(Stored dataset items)
--
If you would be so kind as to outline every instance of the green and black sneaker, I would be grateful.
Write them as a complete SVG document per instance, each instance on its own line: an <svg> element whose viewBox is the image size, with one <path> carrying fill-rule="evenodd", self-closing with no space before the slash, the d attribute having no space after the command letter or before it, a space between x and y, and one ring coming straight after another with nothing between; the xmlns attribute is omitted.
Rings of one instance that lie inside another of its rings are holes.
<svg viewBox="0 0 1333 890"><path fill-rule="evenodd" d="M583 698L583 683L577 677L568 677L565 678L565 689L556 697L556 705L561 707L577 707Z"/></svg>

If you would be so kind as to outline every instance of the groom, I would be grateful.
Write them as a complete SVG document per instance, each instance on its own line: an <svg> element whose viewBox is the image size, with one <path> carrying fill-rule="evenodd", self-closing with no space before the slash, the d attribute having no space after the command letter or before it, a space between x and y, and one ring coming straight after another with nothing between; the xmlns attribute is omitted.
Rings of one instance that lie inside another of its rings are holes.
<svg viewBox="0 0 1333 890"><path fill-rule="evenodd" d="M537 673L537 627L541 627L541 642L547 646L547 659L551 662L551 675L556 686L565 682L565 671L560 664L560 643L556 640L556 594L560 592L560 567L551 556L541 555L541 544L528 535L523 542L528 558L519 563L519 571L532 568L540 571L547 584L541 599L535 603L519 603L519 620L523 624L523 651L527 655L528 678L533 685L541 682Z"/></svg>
--
= What you are asked to do =
Duplicate every line of the material above word for word.

= Exercise answer =
If you would be so kind as to outline every instance of the green and black sneaker, I would be grateful.
Write them as a complete SVG document per instance, each instance on its own line: an <svg> element whose viewBox is the image size, with one <path> carrying fill-rule="evenodd", self-closing with no space before the slash, the d attribute having no space after the command letter or before it, a space between x and y, and one ring coming straight after another with nothing between; the xmlns attribute is omitted.
Rings of one instance that lie inside another of its rings are holes.
<svg viewBox="0 0 1333 890"><path fill-rule="evenodd" d="M583 698L583 683L577 677L568 677L565 678L565 689L556 697L556 705L561 707L577 707Z"/></svg>

If you would be so kind as to outline every instance of the groom, I would be grateful.
Write them as a complete SVG document per instance, each instance on its own line: an <svg> element whose viewBox is the image size, with one <path> carrying fill-rule="evenodd", self-closing with no space before the slash, the d attribute having no space after the command letter or before it, a space between x and y, and one ring coming straight after another with nothing between; the xmlns attribute is omitted.
Rings of one instance that lie inside another of its rings are holes.
<svg viewBox="0 0 1333 890"><path fill-rule="evenodd" d="M537 673L537 627L541 627L541 642L547 646L547 659L551 662L551 675L556 686L565 682L565 671L560 664L560 643L556 640L556 594L560 592L560 567L551 556L541 555L541 544L528 535L523 542L528 558L519 563L519 571L532 568L540 571L547 584L541 599L535 603L519 603L519 620L523 624L523 651L527 655L528 678L533 685L541 682Z"/></svg>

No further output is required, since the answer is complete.